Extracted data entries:
+++
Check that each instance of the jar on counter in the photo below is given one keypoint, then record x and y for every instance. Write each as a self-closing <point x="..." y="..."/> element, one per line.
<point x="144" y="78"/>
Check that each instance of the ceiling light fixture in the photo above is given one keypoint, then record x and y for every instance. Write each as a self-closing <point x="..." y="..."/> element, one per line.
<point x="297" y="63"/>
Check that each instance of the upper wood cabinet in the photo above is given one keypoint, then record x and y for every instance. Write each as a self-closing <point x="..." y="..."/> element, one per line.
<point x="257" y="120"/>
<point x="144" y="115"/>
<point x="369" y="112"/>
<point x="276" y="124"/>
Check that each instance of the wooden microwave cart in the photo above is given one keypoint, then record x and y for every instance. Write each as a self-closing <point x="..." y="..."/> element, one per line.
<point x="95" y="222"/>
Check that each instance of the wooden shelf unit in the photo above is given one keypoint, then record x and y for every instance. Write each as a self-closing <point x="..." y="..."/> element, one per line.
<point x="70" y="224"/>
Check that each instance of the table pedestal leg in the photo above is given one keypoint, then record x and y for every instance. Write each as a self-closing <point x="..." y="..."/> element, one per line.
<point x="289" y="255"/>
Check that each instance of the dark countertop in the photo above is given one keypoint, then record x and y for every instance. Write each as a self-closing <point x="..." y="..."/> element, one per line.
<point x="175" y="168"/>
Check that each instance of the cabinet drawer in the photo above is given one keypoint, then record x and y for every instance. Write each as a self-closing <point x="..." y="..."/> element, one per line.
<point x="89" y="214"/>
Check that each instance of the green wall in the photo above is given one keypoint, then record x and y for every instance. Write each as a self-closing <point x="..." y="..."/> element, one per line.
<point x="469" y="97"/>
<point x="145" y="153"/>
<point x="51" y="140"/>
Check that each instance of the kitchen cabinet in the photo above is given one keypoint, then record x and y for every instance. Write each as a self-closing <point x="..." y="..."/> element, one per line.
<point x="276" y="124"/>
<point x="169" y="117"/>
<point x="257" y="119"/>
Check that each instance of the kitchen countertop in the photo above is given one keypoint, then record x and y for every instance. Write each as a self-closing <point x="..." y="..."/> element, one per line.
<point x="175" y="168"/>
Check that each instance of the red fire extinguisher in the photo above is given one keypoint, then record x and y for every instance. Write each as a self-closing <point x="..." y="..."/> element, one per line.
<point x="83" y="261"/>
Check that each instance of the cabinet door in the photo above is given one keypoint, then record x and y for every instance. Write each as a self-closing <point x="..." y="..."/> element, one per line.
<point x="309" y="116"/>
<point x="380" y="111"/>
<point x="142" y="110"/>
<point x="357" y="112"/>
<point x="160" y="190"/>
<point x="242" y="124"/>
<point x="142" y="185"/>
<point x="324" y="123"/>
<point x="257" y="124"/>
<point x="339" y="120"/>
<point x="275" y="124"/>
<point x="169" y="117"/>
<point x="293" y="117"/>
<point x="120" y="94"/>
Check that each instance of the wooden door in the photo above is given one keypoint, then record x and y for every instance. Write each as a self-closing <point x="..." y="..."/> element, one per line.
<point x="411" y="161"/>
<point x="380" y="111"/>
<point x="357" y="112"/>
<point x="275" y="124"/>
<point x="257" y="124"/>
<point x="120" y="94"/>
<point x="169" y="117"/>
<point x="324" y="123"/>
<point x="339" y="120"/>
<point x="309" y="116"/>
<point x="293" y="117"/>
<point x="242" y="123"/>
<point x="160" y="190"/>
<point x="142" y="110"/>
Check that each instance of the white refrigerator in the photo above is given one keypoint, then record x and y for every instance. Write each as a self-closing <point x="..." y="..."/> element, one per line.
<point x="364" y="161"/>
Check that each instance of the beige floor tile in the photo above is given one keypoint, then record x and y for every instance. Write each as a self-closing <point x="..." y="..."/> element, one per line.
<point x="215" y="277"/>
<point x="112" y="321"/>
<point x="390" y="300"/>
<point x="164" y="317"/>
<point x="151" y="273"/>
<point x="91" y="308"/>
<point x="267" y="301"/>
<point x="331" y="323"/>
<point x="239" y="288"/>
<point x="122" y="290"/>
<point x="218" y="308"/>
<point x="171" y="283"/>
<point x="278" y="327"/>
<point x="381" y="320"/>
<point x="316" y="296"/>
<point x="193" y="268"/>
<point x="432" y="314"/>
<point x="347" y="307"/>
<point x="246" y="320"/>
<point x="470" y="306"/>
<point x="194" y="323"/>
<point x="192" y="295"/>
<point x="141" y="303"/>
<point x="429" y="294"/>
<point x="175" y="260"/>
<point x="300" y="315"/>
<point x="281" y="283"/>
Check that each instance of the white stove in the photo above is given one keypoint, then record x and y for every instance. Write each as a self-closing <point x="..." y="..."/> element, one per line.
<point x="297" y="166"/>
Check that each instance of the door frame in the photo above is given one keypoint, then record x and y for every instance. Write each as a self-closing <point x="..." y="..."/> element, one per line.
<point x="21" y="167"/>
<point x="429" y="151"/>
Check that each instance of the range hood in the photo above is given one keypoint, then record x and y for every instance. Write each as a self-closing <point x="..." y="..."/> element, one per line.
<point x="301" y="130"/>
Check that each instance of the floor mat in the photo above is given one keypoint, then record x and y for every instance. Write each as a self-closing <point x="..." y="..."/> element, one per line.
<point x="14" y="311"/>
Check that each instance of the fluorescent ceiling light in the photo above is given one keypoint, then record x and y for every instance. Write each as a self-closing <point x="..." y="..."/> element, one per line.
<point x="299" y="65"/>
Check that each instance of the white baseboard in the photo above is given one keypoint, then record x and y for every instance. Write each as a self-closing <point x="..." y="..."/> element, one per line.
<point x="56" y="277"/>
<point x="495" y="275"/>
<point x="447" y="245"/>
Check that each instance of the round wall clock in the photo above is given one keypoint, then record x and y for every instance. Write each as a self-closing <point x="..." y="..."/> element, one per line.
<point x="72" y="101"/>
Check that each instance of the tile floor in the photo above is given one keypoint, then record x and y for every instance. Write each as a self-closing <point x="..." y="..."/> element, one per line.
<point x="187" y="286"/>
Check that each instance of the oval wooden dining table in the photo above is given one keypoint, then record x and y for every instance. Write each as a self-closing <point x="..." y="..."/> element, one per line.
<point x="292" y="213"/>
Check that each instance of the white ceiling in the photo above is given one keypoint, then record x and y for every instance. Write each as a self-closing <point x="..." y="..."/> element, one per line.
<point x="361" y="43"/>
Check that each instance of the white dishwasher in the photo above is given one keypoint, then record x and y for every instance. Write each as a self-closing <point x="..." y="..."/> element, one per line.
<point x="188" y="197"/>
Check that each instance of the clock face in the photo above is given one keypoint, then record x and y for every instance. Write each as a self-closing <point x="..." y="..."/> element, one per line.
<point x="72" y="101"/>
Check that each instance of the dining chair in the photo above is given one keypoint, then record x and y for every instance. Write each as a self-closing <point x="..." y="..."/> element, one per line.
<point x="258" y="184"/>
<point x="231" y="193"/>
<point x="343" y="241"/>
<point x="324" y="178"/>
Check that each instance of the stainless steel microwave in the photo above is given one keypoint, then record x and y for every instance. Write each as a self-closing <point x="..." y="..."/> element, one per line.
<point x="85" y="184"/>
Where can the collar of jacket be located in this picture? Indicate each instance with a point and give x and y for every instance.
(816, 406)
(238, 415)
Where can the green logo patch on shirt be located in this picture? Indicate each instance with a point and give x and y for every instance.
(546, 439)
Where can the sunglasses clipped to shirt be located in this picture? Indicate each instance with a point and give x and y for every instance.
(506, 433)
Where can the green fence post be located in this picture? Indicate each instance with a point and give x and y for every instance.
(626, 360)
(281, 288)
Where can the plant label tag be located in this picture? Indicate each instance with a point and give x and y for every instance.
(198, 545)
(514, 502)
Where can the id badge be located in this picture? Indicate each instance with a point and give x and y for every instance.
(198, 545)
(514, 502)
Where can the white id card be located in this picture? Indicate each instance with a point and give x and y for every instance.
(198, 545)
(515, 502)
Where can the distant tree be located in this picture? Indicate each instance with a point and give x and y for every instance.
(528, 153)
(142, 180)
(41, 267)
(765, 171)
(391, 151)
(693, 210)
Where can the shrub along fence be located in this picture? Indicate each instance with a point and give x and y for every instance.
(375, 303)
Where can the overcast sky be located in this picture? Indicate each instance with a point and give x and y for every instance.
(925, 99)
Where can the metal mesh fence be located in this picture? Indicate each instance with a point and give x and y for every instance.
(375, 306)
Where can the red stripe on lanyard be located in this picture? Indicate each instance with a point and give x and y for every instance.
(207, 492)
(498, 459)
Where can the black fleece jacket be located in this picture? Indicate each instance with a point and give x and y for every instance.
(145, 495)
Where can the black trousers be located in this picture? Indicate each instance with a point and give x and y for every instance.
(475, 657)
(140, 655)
+++
> Work task
Having located the line containing "Where can the overcast", set it down along with every line after it through the end of the data, reproducing each exactly.

> Response
Where can the overcast sky be located in this picture? Indicate each instance with a point and give x and y for every instance.
(925, 99)
Where can the metal mesh fence be located in this picture? Indicate each instance with a point and give x and y for every instance.
(375, 306)
Where can the red stripe on lanyard be located in this picture? Indicate each instance with a point and give x and y for every instance.
(207, 492)
(498, 459)
Where can the black fleece jacket be located in this picture? Indicate each instance with a point and give x and y for every instance.
(145, 495)
Where can the black trousers be located in this picture? Indicate each instance with a point and give x and y for every instance.
(475, 657)
(140, 655)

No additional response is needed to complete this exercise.